(Data entries)

--*--

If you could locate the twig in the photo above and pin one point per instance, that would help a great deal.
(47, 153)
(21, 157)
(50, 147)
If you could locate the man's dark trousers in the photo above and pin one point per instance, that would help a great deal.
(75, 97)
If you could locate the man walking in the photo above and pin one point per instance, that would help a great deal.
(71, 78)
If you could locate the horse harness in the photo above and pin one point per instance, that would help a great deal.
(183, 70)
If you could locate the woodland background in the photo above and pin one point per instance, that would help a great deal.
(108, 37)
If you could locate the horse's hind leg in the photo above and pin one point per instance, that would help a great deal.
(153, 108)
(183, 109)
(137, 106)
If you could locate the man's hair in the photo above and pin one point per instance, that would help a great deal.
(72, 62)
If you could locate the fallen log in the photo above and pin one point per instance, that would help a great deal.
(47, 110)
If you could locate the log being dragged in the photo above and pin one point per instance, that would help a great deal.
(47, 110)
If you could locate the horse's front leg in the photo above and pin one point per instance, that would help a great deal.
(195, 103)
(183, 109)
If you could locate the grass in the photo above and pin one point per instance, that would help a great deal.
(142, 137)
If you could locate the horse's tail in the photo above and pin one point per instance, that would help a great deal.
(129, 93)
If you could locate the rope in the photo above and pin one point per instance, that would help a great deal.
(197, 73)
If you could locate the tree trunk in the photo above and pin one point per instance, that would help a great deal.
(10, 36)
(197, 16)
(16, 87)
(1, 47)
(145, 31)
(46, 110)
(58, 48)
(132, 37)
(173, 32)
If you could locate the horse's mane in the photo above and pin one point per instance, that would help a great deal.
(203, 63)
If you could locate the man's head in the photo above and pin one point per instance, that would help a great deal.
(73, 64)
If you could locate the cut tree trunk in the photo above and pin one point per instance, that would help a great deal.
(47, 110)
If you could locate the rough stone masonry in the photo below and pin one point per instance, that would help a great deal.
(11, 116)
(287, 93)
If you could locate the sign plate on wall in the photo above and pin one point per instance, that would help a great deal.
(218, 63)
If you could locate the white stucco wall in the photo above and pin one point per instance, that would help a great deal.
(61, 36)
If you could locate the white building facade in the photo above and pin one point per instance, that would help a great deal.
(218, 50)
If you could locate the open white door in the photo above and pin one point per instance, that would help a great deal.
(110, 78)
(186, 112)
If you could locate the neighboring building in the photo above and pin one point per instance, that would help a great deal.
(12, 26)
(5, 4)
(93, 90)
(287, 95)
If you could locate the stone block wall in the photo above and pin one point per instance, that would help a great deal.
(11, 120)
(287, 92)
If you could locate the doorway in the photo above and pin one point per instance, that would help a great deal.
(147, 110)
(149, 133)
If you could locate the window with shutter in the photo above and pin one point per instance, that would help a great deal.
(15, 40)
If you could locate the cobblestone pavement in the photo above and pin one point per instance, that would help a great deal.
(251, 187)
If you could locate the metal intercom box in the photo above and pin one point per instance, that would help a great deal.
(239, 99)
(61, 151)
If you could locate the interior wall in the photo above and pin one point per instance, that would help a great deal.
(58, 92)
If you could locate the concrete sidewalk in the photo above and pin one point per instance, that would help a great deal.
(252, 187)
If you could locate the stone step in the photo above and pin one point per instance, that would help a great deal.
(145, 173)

--*--

- REQUIRED WORK
Turn every one of the entries above into a numbered list, one line per item, with any blank lines dropped.

- RESULT OF THE EXERCISE
1. If you could locate the twig in the photo above and pin one point per instance, that would help a great deal.
2. (47, 153)
3. (21, 157)
4. (50, 147)
5. If you could locate the man's dark trousers in the photo above and pin one point per instance, that would help a great deal.
6. (75, 97)
7. If you could locate the man walking in the photo above and pin one point per instance, that would help a great deal.
8. (71, 78)
9. If you could locate the horse harness in the photo above and pin one point per instance, that would help a great deal.
10. (183, 70)
11. If you could locate the woodland background in the photo above and pin one point per instance, that would help a great deal.
12. (108, 37)
13. If you could locate the horse's hind leg in the photo above and pin one point per instance, that would help a great deal.
14. (153, 108)
15. (183, 109)
16. (137, 106)
17. If you could locate the man's hair in the photo above and pin one point per instance, that would help a great deal.
18. (72, 62)
19. If you could locate the fallen log in the photo above and pin one point per instance, that would help a great deal.
20. (47, 110)
21. If you could locate the log being dragged in the photo above and pin one point per instance, that would help a great deal.
22. (47, 110)
23. If you could locate the horse's front leg in the photo above and pin one point per instance, that would help a great deal.
24. (195, 103)
25. (183, 109)
26. If you could locate the grass in the photo above and pin one point per instance, that would help a great deal.
27. (142, 137)
28. If you could locate the horse's tail in the photo above and pin one point per instance, that would help a great deal.
29. (129, 93)
30. If you could locate the rope in the photo above and pin one point per instance, that would help a great deal.
31. (197, 73)
32. If you could locate the tree trunk in the photo above and pin one point per instance, that would help a great deal.
33. (10, 36)
34. (197, 16)
35. (16, 87)
36. (1, 47)
37. (145, 31)
38. (46, 110)
39. (58, 48)
40. (132, 37)
41. (173, 32)
42. If you could locate the horse's mane in the photo above and pin one point per instance, that would help a great deal.
43. (203, 63)
44. If you could locate the man's head in the photo above and pin one point per instance, that would help a great deal.
45. (73, 64)
46. If you could locate the cut tree trunk in the photo above and pin one point per instance, that would help a great deal.
47. (47, 110)
48. If you could locate the rough stone masonry in the photo below and pin one point per instance, that would help a great deal.
49. (11, 116)
50. (287, 93)
51. If you could locate the sign plate on wall in the photo above and pin one point per instance, that would help a great deal.
52. (218, 63)
53. If you could locate the white stucco wall in the photo above and pin one point per instance, that would help a great deal.
54. (61, 36)
55. If you could locate the white building facade in the photo above and pin one point per instance, that would help a great deal.
56. (218, 50)
57. If you could locate the open white door in the photo above and pin one point per instance, that would help a great deal.
58. (110, 78)
59. (186, 112)
60. If you could locate the neighboring building in the photo above and pin one point per instance, that would help a great deal.
61. (12, 26)
62. (5, 4)
63. (93, 90)
64. (287, 95)
65. If you could locate the stone block wall in the photo above and pin one point per instance, that would help a great deal.
66. (11, 120)
67. (287, 92)
68. If you could locate the doorway in the photo above and pin one point per instance, that would help a great deal.
69. (147, 110)
70. (149, 133)
71. If you could locate the window with shutter in the photo above and pin one point per instance, that would help a great deal.
72. (15, 40)
73. If you could locate the cobblestone pavement in the photo above and pin one point per instance, that would help a great deal.
74. (251, 187)
75. If you could locate the metal intercom box in the photo above and pin one point per instance, that would help a great deal.
76. (239, 99)
77. (61, 151)
78. If you could locate the interior wall in the photo above and pin one point per instance, that would help a great deal.
79. (58, 92)
80. If you could locate the concrete sidewalk in the photo above and pin one point per instance, that would help a great deal.
81. (252, 187)
82. If you could locate the stone step in the photo above and pin one point per instance, that would help a great deal.
83. (145, 173)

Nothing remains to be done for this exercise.